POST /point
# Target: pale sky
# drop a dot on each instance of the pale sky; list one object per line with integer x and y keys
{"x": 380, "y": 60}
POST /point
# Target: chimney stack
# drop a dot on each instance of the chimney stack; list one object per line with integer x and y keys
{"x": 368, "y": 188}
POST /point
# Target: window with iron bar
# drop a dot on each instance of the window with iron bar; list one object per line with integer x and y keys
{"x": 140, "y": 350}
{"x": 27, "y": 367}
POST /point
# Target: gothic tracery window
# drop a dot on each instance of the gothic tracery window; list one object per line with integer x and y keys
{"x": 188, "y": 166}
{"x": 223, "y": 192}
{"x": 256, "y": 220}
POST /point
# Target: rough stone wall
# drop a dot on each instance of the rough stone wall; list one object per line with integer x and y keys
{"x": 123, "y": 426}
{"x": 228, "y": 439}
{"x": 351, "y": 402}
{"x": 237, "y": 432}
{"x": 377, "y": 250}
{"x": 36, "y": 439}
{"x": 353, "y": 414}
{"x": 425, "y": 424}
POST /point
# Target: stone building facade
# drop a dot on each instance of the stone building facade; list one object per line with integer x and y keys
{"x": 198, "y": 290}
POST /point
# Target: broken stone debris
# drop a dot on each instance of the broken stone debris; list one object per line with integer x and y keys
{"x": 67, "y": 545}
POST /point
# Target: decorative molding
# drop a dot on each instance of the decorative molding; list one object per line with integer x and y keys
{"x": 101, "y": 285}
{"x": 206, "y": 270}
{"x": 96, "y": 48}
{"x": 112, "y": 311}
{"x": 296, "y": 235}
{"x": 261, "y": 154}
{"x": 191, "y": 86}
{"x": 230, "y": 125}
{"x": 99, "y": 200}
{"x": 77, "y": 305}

- WORK REQUIRED
The lines to copy are those above that contain "Target".

- SOLUTION BELOW
# Target: pale sky
# Target: chimney stack
# Target: window with iron bar
# Target: gothic tracery window
# Target: rough stone wall
# Target: stone building facade
# Target: broken stone debris
# Target: decorative molding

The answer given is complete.